▶ [Task to carry out]: Can you reproduce all of the records below in full, shifting every coordinate in the answers by adding 120 to both the x and y values?

▶ [Task input]:
──────────────────────────────
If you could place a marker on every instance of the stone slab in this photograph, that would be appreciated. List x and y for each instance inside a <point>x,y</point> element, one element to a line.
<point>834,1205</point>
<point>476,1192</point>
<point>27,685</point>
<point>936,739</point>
──────────────────────────────
▶ [Reply]:
If you could place a marker on every instance of the stone slab in this photograph, that would be appreciated. List x and y for each instance inside a <point>x,y</point> element, one element to a line.
<point>954,1325</point>
<point>596,1312</point>
<point>147,805</point>
<point>1056,859</point>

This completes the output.